Passage provided:
'''

Segment Allocator (SAL)¶

SAL provides persistent, memory-mapped allocation with reference counting, copy-on-write, and background compaction. It is the foundation that PsiTri builds on.

Addressing Model¶

Every allocated object has a permanent 32-bit ID (ptr_address) that indexes into an array of atomic 64-bit control blocks:

ptr_address (32-bit permanent ID)
     |
     v  array lookup (O(1))
control_block (64-bit atomic)
  +------------------------------------------------------+
  | ref_count (21 bits) | location (41 bits) | flags (2b) |
  +------------------------------------------------------+
     |
     v  direct memory access
Object Data (at physical location in memory-mapped segment)

The location field addresses 64-byte cache lines. The 41-bit field can theoretically address 128 TB, but the configured maximum database size is 32 TB.

Object Header (alloc_header, 12 bytes)¶

+---------------------------------------------------------------+
| checksum (2B)   ptr_addr_seq (6B)   size:25 | type:7 (4B)     |
+---------------------------------------------------------------+

checksum: XXH3 hash for corruption detection
ptr_addr_seq: 2-byte sequence number + 4-byte ptr_address, used for crash recovery ordering when the same address appears in multiple segments
size: Object size in bytes (64-byte aligned), max 32 MB
type: User-defined type ID (7 bits, 127 types)

'''

Given exercise 1:
Extract the rows from the line that contains "Review the image above. You are expected to detect forested" through the last row, both ends included, and repeat them without any change.
The segment allocator text and the rows have no connection to each other.

Stored rows:
'''

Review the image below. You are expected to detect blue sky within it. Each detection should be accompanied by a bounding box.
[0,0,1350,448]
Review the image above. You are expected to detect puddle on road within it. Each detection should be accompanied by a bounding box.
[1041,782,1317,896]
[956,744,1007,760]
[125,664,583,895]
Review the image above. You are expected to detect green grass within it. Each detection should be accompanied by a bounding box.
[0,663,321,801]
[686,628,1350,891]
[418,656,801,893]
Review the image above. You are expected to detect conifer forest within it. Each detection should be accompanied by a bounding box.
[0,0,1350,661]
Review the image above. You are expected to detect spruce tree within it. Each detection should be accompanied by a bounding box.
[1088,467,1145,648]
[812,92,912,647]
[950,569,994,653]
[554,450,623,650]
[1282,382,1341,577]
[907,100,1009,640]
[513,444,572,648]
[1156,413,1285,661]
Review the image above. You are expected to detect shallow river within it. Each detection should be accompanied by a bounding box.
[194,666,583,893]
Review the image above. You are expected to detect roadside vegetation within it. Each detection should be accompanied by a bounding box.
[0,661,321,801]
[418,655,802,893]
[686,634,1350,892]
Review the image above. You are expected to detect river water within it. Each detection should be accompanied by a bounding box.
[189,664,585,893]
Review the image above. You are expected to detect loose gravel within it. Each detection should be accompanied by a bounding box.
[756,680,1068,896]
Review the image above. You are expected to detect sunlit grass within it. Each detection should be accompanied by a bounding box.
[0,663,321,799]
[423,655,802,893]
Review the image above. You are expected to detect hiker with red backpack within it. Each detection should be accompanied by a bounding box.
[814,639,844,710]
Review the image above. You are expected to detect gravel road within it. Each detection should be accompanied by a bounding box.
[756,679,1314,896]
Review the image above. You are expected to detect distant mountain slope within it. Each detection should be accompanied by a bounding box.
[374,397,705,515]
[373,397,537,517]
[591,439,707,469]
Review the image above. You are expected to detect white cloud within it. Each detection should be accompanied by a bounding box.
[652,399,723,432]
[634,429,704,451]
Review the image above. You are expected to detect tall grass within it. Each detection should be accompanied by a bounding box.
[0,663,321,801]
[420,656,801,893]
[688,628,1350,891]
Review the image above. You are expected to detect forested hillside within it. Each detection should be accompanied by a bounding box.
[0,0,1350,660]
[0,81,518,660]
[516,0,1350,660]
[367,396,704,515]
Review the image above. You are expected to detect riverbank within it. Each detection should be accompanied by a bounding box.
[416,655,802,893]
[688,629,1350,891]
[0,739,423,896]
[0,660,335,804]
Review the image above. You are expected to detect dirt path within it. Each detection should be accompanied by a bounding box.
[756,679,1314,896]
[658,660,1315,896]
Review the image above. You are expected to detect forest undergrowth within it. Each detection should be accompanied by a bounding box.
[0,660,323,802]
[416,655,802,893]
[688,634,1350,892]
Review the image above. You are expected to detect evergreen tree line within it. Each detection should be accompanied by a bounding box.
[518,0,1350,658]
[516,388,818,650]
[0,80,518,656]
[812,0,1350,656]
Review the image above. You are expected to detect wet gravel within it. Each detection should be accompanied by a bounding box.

'''

Given exercise 2:
From the segment allocator text, copy the words from "Segment Allocator (SAL)¶" up to and including "control_block (64-bit atomic)" without any change.

Final result 1:
Review the image above. You are expected to detect forested hillside within it. Each detection should be accompanied by a bounding box.
[0,0,1350,660]
[0,81,518,660]
[516,0,1350,660]
[367,396,704,515]
Review the image above. You are expected to detect riverbank within it. Each detection should be accompanied by a bounding box.
[416,655,802,893]
[688,629,1350,891]
[0,739,423,896]
[0,660,335,804]
Review the image above. You are expected to detect dirt path within it. Each detection should be accompanied by a bounding box.
[756,679,1314,896]
[658,660,1315,896]
Review the image above. You are expected to detect forest undergrowth within it. Each detection should be accompanied by a bounding box.
[0,660,323,802]
[416,655,802,893]
[688,634,1350,892]
Review the image above. You are expected to detect evergreen tree line within it. Each detection should be accompanied by a bounding box.
[518,0,1350,658]
[516,388,818,650]
[0,80,518,656]
[812,0,1350,656]
Review the image above. You are expected to detect wet gravel within it. Each detection should be accompanied by a bounding box.

Final result 2:
Segment Allocator (SAL)¶

SAL provides persistent, memory-mapped allocation with reference counting, copy-on-write, and background compaction. It is the foundation that PsiTri builds on.

Addressing Model¶

Every allocated object has a permanent 32-bit ID (ptr_address) that indexes into an array of atomic 64-bit control blocks:

ptr_address (32-bit permanent ID)
     |
     v  array lookup (O(1))
control_block (64-bit atomic)